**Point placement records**
>>>

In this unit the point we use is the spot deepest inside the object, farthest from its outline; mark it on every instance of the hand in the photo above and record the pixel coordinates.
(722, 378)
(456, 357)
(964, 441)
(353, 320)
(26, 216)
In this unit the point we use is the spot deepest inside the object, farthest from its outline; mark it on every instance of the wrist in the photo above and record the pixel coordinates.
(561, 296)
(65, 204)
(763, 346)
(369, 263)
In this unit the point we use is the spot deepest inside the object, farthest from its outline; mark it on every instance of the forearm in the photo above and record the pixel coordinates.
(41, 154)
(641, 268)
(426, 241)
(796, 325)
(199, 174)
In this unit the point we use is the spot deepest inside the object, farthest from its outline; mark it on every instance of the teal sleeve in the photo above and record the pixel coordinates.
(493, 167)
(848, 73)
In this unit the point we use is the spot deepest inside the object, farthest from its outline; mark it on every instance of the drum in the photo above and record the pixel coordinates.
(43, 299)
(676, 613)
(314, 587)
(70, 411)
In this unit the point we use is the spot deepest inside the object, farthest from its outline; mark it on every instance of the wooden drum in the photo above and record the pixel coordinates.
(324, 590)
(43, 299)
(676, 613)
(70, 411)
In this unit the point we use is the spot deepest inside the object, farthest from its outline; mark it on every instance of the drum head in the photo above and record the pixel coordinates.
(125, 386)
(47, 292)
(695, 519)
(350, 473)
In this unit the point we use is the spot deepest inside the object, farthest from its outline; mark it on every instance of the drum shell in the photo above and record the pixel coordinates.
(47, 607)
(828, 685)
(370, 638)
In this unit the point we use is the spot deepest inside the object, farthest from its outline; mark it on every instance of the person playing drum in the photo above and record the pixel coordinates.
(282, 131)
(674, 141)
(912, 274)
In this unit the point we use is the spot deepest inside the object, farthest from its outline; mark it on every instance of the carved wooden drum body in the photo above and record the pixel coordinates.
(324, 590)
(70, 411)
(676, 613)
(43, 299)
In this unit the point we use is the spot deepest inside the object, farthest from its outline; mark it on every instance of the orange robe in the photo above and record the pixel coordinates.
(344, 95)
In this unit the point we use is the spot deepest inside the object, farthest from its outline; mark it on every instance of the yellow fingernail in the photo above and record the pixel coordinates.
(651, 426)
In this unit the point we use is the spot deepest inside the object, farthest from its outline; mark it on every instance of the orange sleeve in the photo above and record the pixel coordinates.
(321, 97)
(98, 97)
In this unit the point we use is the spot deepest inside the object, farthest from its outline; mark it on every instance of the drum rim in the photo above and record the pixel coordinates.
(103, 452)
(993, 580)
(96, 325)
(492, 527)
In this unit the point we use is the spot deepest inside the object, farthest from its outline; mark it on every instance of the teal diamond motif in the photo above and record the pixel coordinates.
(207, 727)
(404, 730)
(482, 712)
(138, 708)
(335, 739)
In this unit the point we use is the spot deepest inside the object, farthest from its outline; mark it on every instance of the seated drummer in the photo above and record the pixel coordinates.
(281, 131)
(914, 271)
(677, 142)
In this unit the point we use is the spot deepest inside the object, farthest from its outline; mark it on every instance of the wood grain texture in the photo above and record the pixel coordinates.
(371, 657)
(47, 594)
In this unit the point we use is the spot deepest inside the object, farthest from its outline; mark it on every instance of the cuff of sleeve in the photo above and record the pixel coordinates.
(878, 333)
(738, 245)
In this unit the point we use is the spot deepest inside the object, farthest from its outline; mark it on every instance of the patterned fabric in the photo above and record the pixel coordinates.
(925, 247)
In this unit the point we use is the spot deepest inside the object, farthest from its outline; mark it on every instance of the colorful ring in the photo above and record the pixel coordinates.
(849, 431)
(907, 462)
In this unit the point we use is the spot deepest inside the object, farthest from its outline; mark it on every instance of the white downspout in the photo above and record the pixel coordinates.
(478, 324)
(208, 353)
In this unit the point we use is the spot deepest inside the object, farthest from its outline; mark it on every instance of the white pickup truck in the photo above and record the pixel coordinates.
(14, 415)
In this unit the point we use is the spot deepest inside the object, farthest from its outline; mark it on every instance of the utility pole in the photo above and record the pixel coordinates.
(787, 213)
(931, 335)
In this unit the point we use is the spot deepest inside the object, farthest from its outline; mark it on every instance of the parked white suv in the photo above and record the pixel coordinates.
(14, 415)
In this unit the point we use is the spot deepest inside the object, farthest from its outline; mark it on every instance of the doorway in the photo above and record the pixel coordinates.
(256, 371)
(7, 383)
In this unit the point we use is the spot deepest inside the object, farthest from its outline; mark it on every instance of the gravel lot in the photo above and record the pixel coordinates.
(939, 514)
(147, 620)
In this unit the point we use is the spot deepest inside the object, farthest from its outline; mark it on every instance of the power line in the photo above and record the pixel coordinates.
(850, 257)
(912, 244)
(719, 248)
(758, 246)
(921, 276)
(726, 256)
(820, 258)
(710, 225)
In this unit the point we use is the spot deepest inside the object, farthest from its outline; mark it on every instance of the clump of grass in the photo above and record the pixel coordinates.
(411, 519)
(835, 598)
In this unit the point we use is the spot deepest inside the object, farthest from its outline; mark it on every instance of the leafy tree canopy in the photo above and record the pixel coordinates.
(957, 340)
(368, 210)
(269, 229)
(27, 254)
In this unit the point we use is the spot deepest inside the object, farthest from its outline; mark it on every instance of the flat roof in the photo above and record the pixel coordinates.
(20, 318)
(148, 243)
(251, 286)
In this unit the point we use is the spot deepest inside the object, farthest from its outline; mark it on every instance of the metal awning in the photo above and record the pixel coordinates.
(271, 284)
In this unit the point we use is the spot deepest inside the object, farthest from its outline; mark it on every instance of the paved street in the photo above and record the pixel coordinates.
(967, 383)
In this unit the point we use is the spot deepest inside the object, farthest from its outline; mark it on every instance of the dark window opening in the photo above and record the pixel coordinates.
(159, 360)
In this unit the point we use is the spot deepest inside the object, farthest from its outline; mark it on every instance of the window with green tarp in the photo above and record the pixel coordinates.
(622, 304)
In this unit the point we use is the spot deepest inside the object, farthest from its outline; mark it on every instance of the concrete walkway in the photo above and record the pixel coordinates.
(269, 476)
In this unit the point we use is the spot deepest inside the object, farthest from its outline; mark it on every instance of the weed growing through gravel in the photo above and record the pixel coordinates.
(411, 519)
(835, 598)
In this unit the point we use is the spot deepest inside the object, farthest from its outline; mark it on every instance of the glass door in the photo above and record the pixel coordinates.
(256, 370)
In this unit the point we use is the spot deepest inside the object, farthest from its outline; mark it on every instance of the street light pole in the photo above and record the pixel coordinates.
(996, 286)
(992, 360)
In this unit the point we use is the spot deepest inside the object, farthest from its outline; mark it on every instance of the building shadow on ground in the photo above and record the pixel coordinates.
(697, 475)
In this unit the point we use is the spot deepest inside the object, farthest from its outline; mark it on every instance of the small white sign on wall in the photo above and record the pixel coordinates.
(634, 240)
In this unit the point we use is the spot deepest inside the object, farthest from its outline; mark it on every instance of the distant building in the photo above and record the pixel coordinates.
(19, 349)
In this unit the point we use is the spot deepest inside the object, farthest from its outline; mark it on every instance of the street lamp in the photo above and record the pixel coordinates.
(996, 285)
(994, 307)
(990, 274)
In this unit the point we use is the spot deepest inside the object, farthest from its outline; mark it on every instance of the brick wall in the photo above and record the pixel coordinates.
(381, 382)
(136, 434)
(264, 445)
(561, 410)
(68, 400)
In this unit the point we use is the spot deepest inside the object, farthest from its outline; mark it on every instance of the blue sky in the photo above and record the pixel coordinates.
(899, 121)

<<<

Repeat every record, keeping each word and mark exactly as it is.

**Correct answer**
In this unit the point we use is the spot deepest inside the object, farthest from its outline; mark it on every instance of the hand in the photo above and record the pixel coordinates.
(722, 378)
(456, 357)
(964, 441)
(353, 320)
(26, 216)
In this unit the point we use is the spot deepest inside the object, farthest from its outline; mark it on every instance of the wrist in the photo above and record the pixel coordinates.
(561, 296)
(65, 204)
(763, 346)
(369, 263)
In this unit the point we use is the spot deepest inside the object, farthest from its outline; mark it on every instance of the forearm in the photo above and record the pixel coordinates.
(41, 154)
(641, 268)
(426, 241)
(796, 325)
(199, 174)
In this unit the point we use is the spot deepest inside the object, farthest from its outline; mark it on every instance of the teal sleeve in the photo above and record the pixel coordinates.
(493, 167)
(848, 73)
In this unit the point we use is the spot deepest inside the object, farthest from its outline; mark it on every instance of the drum in the photo above and record the pixel coordinates.
(43, 299)
(676, 613)
(314, 587)
(70, 411)
In this unit the point we use is the spot deepest inside the object, farthest from its outline; mark it on every instance of the wooden drum in the photo above and record the pixel coordinates.
(324, 590)
(43, 299)
(676, 613)
(70, 411)
In this unit the point we use is the spot deepest inside the object, farthest from its outline; mark it on every instance of the drum head in the photo above and record the pixel coordinates.
(125, 386)
(47, 292)
(695, 519)
(350, 473)
In this unit the point we use is the spot deepest inside the object, farthest from its outline; mark it on every instance of the drum shell in the photo above and record the pixel coordinates.
(47, 607)
(828, 685)
(370, 638)
In this unit the point we use is the spot deepest inside the object, farthest from its outline; mark it on every instance of the person playing drum in the photo above and record the pixel coordinates.
(282, 131)
(674, 141)
(912, 274)
In this unit the point we use is the spot deepest inside the object, farthest from its outline; mark it on every instance of the carved wooden drum body in the photo above and record the pixel coordinates.
(324, 590)
(70, 411)
(676, 613)
(43, 299)
In this unit the point we use is the spot deepest inside the object, farthest from its outline; mark it on every instance of the orange robe in the photo above and record the pixel coordinates.
(344, 95)
In this unit the point we use is the spot deepest inside the object, farthest from its outline; mark it on every instance of the yellow fingernail in the photo above and record the pixel coordinates.
(651, 426)
In this unit the point we use is the spot deepest inside the object, farthest from its outline; mark it on every instance of the orange sleeve in the photo above and record the pixel coordinates.
(321, 97)
(98, 97)
In this unit the point we use is the spot deepest inside the object, farthest from its outline; mark it on every instance of the drum rim in the photo above and record the pixel coordinates.
(103, 452)
(993, 580)
(96, 325)
(492, 527)
In this unit the point we use is the spot deepest inside the object, farthest from its outline; mark it on every instance of the teal diamond motif in the photo above and record the pixel coordinates.
(207, 727)
(404, 730)
(482, 712)
(138, 708)
(335, 739)
In this unit the point we use is the spot deepest inside the object, farthest from its outline; mark it on every instance of the seated drummer in the photo above and record the pixel coordinates.
(281, 131)
(914, 271)
(677, 142)
In this unit the point we use is the spot deepest inside the object, farthest from its outline; mark it on every instance of the wood grain texture in the photo above and record the pixel coordinates.
(371, 657)
(47, 594)
In this unit the point we use is the spot deepest inside the object, farthest from its outline; mark it on every instance of the cuff of sleeve in the photo above and record the pixel coordinates.
(878, 333)
(738, 245)
In this unit the point we use is the spot deepest inside the object, farthest from its outline; mark it on every instance of the patterned fabric in the photo above and record the pixel coordinates.
(925, 247)
In this unit the point we use is the spot deepest inside the object, farthest from its outline; mark it on every instance of the colorful ring in the photo above and record the pixel coordinates.
(849, 431)
(907, 462)
In this unit the point we use is the spot deepest inside the object, farthest from its outline; mark it on every instance of the white downspout in the photo above and record the pixel coordinates.
(478, 324)
(208, 353)
In this unit the point we use is the spot deepest inside the object, farthest from its outline; mark it on every instance of the white pickup truck in the photo above and record the pixel coordinates.
(14, 415)
In this unit the point we use is the spot deepest inside the object, farthest from its outline; mark it on every instance of the utility pole in the photo above and record the pixel coordinates.
(787, 213)
(931, 335)
In this unit the point we use is the spot deepest inside the object, farthest from its outline; mark it on every instance of the parked white suv in the photo above and record the pixel coordinates.
(14, 415)
In this unit the point we use is the spot deepest inside the object, farthest from its outline; mark it on every instance of the doorway in the photo above and record the pixel coordinates.
(256, 371)
(7, 383)
In this unit the point we use is the spot deepest inside the object, farthest from its outline; mark it on every instance of the gravel lot in the photo above and record the pixel coordinates.
(939, 514)
(147, 620)
In this unit the point we use is the spot deepest inside the object, farthest from its outline; mark it on every instance of the power line in the photo above and record the pixel coordinates.
(850, 257)
(912, 244)
(719, 248)
(758, 246)
(921, 276)
(726, 256)
(820, 258)
(710, 225)
In this unit the point we use is the spot deepest inside the object, farthest from its outline; mark it on every instance of the clump of grass in the photo above and record the pixel coordinates.
(411, 519)
(835, 598)
In this unit the point we use is the spot deepest inside the object, farthest from its outline; mark it on every instance of the leafy tree canopy in the photo above and record the pixel coordinates.
(957, 340)
(368, 210)
(269, 229)
(27, 254)
In this unit the point we use is the spot deepest inside the object, farthest from its outline; mark it on every instance of the flat roof in the photo above and record the pixel coordinates.
(20, 318)
(148, 243)
(251, 286)
In this unit the point we use is the spot deepest inside the object, farthest from its outline; mark it on every instance of the metal awning in the photo above and record the pixel coordinates.
(271, 284)
In this unit the point we use is the spot deepest inside the object, farthest from its outline; mark it on every instance of the paved street in the photo above and record the pixel coordinates.
(967, 383)
In this unit the point we use is the spot deepest inside the object, farthest from its outline; mark it on every instance of the dark window opening in the photo above and record the pixel coordinates.
(159, 360)
In this unit the point we use is the spot deepest inside the object, farthest from its outline; mark it on every instance of the window with green tarp in the photo above and record the pixel coordinates.
(622, 304)
In this unit the point we use is the spot deepest inside the object, farthest from its outline; mark it on every instance of the concrete walkway in the photo above and record the pixel coordinates.
(269, 476)
In this unit the point we use is the spot deepest inside the object, farthest from its outline; mark it on every instance of the weed growing through gravel in the photo above and record the pixel coordinates.
(411, 519)
(835, 598)
In this unit the point we use is the spot deepest inside the object, farthest from its outline; mark it on every instance of the glass door in the photo above and record the pixel coordinates.
(256, 370)
In this unit the point we use is the spot deepest inside the object, farthest from its outline; mark it on every instance of the street light pole in the photo above and record the pixel coordinates.
(996, 286)
(992, 360)
In this unit the point we use is the spot deepest inside the object, farthest from its outline; mark it on every instance of the building shadow on ground in the photo above and record the pixel coordinates.
(697, 475)
In this unit the point we use is the spot deepest inside the object, farthest from its outline; mark it on every instance of the small white sign on wall in the photo above and record the pixel coordinates.
(634, 240)
In this unit the point we use is the spot deepest inside the object, farthest from its outline; mark it on every instance of the distant building in the photo above and record the pixel coordinates.
(19, 349)
In this unit the point we use is the spot deepest inside the object, farthest from its outline; mark it on every instance of the street lamp in the photo above and record the pixel coordinates.
(996, 285)
(994, 307)
(990, 274)
In this unit the point we use is the spot deepest inside the object, farthest from its outline; mark it on every instance of the brick wall in the photo above and record the pixel coordinates.
(381, 382)
(136, 434)
(264, 445)
(561, 410)
(68, 400)
In this unit the point we use is the spot deepest inside the object, farthest from its outline; mark it on every instance of the blue sky in the photo above and record the pixel coordinates.
(899, 121)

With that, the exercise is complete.